--- Quoted text ---

In this Section we illustrate several tests run with the objective of assessing the robustness of our clustering procedure. First, we want to understand how dependent our clustering results are on the SOM hyper-parameters, see § 2. In table 3 we list several SOM training experiments, run using as input the upper current sheet data scaled with RobustScaler. We change the number of epochs, the initial learning rate $\eta _0$, the initial neighbourhood width $\sigma _0$ (calculated as a difference percentage of the largest map side), the random seed used for random weight initialization and the number of SOM nodes $q$. We then list, in the last column, the percentage of points classified in the same $k$-means cluster as with a 5 epoch-long training, $\eta _0 = 0.5$, $\sigma _0 = 0.2\times \max (x,y)$, random initialization seed. The $k$-means clustering is done afresh on the newly trained map. Since the cluster number in $k$-means is assigned arbitrarily, clusters which are assigned the same number in different clustering experiments do not necessarily correspond to similar regions of simulated space. For this reason, before calculating $R$, we reassign cluster numbers, so that the clusters compared during the $R$ calculation indeed match to similar regions of physical space in the simulations.

Table 3. Percentage $R$ of samples classified in the same $k$-means cluster as with a map trained for five epochs, initial learning rate $\eta _0 = 0.5$, initial neighbourhood radius $\sigma _0 = 0.2\times \max (x,y)$, random initialization seed 42 and number of nodes $q= 71\times 93$ when the number of epochs, $\eta _0, \sigma _0$, random initialization seed and $q$ are varied. In all cases, the scaler used is RobustScaler. The inflow cluster, cluster 0, is excluded in the calculation of the matching factor, since we are primarily interested in clusters mapping to the plasmoid region.

In calculating the matching factor $R$ we exclude the cluster mapping to the inflow region (cluster 0, blue), which stays essentially constant notwithstanding the SOM hyper-parameters, since we are primarily interested in clusters mapping to the plasmoid region. Without excluding the inflow cluster, the matching factors increase significantly in all cases, simply due to the amount of data points falling into the inflow region.

We notice that the matching factors are very high for all cases in table 3; our classification procedure is significantly stable to the choice of SOM hyper-parameters. The high matching factors can be explained noticing that map nodes may individually change with different hyper-parameters, but not so much as to give rise to significantly different $k$-means clustering results. The parameter that gives rise to the most significant differences is the initial neighbourhood radius. In deciding which initial neighbourhood radius to use in the body of the manuscript, we followed the rule of thumb prescription from Kohonen (Reference Kohonen2014). We see here that, with smaller neighbourhood radius and training on the same number of epochs, the map may have more difficulties reflecting the true structure and topology of the data.

--- Entries shown ---

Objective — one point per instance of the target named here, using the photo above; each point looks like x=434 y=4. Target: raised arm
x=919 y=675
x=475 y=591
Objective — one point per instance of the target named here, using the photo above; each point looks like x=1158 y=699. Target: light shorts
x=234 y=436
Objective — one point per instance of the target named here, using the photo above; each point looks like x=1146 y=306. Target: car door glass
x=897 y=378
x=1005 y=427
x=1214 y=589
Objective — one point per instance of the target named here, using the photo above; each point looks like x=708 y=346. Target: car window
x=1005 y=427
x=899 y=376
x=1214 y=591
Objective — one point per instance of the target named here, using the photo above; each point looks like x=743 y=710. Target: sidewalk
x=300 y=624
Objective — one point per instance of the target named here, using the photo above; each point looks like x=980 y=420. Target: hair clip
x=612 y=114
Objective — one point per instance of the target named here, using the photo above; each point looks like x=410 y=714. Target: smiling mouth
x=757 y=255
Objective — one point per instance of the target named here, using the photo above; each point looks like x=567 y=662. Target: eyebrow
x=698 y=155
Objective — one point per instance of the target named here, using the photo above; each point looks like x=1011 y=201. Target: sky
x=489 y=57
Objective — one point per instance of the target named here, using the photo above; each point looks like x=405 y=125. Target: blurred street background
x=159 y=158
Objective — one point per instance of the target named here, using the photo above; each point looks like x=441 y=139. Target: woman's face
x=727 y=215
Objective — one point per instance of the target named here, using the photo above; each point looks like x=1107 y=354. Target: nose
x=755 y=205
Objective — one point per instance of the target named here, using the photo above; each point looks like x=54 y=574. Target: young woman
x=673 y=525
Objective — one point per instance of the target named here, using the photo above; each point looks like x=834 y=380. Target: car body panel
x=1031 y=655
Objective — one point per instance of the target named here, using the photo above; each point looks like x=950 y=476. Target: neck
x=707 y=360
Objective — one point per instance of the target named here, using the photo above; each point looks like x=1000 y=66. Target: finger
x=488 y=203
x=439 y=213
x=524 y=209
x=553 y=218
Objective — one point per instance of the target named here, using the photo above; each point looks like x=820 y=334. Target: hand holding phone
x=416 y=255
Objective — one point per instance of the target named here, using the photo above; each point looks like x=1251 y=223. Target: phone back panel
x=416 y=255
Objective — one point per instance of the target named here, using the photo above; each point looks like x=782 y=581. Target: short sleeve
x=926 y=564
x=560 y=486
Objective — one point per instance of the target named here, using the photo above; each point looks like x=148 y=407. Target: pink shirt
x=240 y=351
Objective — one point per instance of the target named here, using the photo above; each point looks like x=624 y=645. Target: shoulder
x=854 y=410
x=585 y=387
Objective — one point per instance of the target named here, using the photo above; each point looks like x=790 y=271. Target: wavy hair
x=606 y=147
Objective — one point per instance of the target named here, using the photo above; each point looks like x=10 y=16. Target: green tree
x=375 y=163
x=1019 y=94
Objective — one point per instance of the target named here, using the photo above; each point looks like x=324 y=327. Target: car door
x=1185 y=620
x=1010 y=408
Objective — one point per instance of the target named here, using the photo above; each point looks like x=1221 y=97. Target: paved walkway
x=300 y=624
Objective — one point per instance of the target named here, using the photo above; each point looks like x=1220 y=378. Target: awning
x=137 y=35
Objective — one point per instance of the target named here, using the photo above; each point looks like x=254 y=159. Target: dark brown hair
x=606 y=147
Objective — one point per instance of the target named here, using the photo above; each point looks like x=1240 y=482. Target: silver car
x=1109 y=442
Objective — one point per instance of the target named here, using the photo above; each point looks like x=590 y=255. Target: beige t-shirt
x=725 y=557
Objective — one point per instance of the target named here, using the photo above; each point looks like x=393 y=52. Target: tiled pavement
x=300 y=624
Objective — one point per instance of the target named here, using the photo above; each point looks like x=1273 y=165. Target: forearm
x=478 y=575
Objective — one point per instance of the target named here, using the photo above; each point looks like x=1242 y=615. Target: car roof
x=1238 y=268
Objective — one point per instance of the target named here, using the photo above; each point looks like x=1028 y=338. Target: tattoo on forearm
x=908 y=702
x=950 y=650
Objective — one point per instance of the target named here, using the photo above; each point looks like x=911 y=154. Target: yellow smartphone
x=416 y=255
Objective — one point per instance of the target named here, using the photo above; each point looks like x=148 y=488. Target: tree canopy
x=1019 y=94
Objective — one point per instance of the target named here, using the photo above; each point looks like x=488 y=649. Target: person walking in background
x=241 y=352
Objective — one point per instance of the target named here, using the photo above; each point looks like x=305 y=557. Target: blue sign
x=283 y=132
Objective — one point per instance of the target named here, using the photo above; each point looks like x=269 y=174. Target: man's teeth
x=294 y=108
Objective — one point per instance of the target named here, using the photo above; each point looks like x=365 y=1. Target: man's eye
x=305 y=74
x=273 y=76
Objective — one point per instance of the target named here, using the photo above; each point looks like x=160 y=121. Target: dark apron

---

• Brief 1:
In the passage on clustering robustness, rewrite the span from "We notice that" to "of the data.", replacing "matching factors" with "agreement scores".
• Brief 2:
According to the passage on clustering robustness, which scaler is used in all the SOM training experiments listed in table 3?
• Brief 3:
Continue the passage on clustering robustness from its last sentence.

• Exercise result 1:
We notice that the agreement scores are very high for all cases in table 3; our classification procedure is significantly stable to the choice of SOM hyper-parameters. The high agreement scores can be explained noticing that map nodes may individually change with different hyper-parameters, but not so much as to give rise to significantly different $k$-means clustering results. The parameter that gives rise to the most significant differences is the initial neighbourhood radius. In deciding which initial neighbourhood radius to use in the body of the manuscript, we followed the rule of thumb prescription from Kohonen (Reference Kohonen2014). We see here that, with smaller neighbourhood radius and training on the same number of epochs, the map may have more difficulties reflecting the true structure and topology of the data.

• Exercise result 2:
RobustScaler.

• Exercise result 3:
It is interesting to identify which points in the simulation change clusters ‘more easily’. In figure 10 we plot the clustered points obtained from the SOM trained with the hyper-parameters listed in red and blue in table 3 compared with the reference SOM in (a). We notice that the regions of space which are more affected by the choice of hyper-parameters are those associated with cluster 1, orange and cluster 4, purple, i.e. the intermediate cluster region. This is not a surprise; the two clusters are the most similar and in fact tend to merge when the cluster number is reduced from $k=5$ to $k=4$. Cluster 2, inner plasmoid region, and cluster 3, separatrix cluster, are instead significantly different from the intermediate plasmoid region. The individual matching factors for each cluster in the case with the lowest matching factor $R = 85.78\,\%$ are: orange(1): 86.45 %, green(2): 99.4 %, red(3): 91.79 %, purple (4): 64.37 %. We see that results for clusters 0, 3, 2 (the clusters that physics tell us should be clearly distinct) are stable with all hyper-parameters, even in the worst case scenario, as we expect from the physics of the problem. From this point of view, the fact that a small subset of simulated points tends to be assigned, in different clustering experiments, to either one of the two most similar clusters is not considered a cause for concern.

Figure 10. Clustering of the upper current sheet simulated data, with the SOM used as a reference in table 3 in (a) and the SOMs trained with the hyper-parameters listed in the lines coloured in blue and red in (b,c).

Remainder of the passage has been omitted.